■ Supplied data:

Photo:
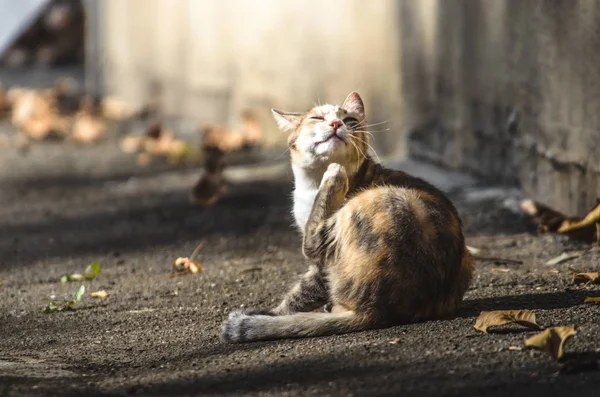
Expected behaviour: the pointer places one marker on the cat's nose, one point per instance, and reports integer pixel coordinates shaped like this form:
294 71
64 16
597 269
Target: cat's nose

■ Task instructions:
Put each nonblank line of the material above into a Markdown table with the columns Row and Line, numbering the rows from 1. Leave the pictures out of the answer.

■ Response:
| Row | Line |
|---|---|
| 1 | Photo: |
| 2 | Expected behaviour: the pointer places one marker on the cat's nose, one point per instance, and reports integer pixel coordinates shaped like this form: |
| 3 | 294 71 |
| 4 | 64 16 |
| 5 | 597 269 |
| 6 | Target: cat's nose |